## EXERCISE DESCRIPTION
Transcribe all the material exactly. Leave every line as it is.

AVAILABLE DATA below:

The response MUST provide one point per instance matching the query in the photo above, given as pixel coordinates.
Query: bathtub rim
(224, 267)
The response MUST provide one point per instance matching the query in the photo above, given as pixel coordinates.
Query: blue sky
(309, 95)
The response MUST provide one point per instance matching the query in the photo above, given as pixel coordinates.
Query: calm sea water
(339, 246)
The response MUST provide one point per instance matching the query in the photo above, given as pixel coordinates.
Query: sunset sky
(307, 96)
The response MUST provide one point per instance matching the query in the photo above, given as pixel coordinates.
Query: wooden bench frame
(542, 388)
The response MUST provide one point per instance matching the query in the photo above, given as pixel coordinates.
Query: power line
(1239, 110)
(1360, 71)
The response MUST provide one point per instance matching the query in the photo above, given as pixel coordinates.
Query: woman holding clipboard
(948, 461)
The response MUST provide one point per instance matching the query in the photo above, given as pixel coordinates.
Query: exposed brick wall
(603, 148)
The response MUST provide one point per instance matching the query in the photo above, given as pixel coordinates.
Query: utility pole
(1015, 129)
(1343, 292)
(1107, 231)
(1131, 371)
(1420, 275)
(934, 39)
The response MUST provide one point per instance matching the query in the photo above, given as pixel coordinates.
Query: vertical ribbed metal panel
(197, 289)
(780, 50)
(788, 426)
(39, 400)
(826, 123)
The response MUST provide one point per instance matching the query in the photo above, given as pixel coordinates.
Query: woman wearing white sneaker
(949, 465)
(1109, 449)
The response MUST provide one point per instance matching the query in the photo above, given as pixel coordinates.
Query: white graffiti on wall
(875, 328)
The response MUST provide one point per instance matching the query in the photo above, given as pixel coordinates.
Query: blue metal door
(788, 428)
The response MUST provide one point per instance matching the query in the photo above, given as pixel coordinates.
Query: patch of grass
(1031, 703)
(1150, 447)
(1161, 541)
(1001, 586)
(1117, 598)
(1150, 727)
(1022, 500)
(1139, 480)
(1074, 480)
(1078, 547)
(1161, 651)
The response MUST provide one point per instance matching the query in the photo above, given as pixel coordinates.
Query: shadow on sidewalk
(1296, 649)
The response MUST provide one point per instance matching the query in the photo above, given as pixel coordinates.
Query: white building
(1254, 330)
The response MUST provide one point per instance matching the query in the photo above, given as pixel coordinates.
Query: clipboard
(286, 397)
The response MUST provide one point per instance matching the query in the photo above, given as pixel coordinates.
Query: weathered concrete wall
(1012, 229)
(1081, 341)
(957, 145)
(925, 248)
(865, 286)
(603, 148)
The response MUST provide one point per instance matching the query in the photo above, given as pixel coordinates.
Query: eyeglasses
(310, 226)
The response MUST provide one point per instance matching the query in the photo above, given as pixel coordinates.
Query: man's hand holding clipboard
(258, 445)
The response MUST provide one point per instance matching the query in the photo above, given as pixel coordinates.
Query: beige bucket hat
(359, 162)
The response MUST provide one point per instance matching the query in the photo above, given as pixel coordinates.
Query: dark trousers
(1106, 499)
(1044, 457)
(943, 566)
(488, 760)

End of AVAILABLE DATA.

## RESULT FOR THIS TASK
The response MUST provide one point per instance matching the query in the photo above, given as pixel coordinates.
Query: bathtub rim
(224, 267)
The response MUST provide one point per instance matching the query in the photo above, given as pixel coordinates.
Query: blue sky
(309, 95)
The response MUST provide one point per instance matching the query in the photo above, given as pixel coordinates.
Query: calm sea water
(339, 246)
The response MUST provide one point per instance matching the query in the photo above, given as pixel coordinates.
Query: sunset sky
(307, 96)
The response MUST provide one point per instance matching the query in the photo above, given as pixel coordinates.
Query: wooden bench frame
(542, 388)
The response MUST provide one point per instance matching the query in the photo above, given as pixel coordinates.
Query: power line
(1239, 110)
(1360, 71)
The response MUST provide one point per instance matching the query in the photo above, given as pixel coordinates.
Query: woman holding clipboard
(948, 461)
The response MUST provide one point per instance matching the query in the photo above, given as pixel coordinates.
Query: exposed brick wall
(603, 148)
The response MUST provide one point per instance matching the query in the photo above, given as pixel coordinates.
Query: utility pole
(1015, 129)
(1343, 292)
(1107, 231)
(1131, 371)
(1420, 275)
(934, 39)
The response MUST provide one point per instance matching the query in the photo above, given as pixel coordinates.
Query: vertical ribbed metal panel
(197, 289)
(780, 50)
(788, 426)
(39, 400)
(826, 123)
The response MUST provide one point per instance matching the query in the photo above, given as pixel coordinates.
Query: woman wearing white sneaker
(949, 465)
(1109, 449)
The response MUST provide one point per instance matching the query in the photo above, given as pixel coordinates.
Query: white graffiti on wall
(875, 328)
The response MUST provide one point per instance matching the query in the photo above, given as pixel coordinates.
Query: blue metal door
(788, 428)
The response MUST provide one point per instance matching the query in the photo above, given as pixel coordinates.
Query: patch of grass
(1031, 703)
(1150, 447)
(1161, 541)
(1001, 586)
(1117, 598)
(1150, 727)
(1022, 500)
(1139, 480)
(1074, 480)
(1078, 547)
(1161, 651)
The response MUST provide one point per instance matching the query in the photo above, given as pixel coordinates.
Query: shadow on sidewalk
(1296, 649)
The response MUST provide one point per instance matching the query in the photo above, given as pixel coordinates.
Query: white building
(1254, 330)
The response MUST provide one point per instance matching the query in the photo above, given as pixel coordinates.
Query: clipboard
(286, 397)
The response MUST provide one point per instance matching the query in the photo above, given as pixel coordinates.
Query: weathered concrete wall
(1012, 229)
(1081, 341)
(957, 145)
(925, 248)
(865, 286)
(603, 148)
The response MUST provide one point per instance matching the query in the photo above, given as pixel coordinates.
Query: eyeglasses
(310, 226)
The response MUST provide one point per instance matching the query in the photo above, given as pixel coordinates.
Query: man's hand holding clipboard
(258, 445)
The response MUST provide one point per instance matching the query in the photo above, given as pixel coordinates.
Query: beige bucket hat
(359, 162)
The response MUST provide one point per instance matching the query in the photo above, given as pixel coordinates.
Query: dark trousers
(1106, 499)
(1044, 457)
(943, 566)
(488, 760)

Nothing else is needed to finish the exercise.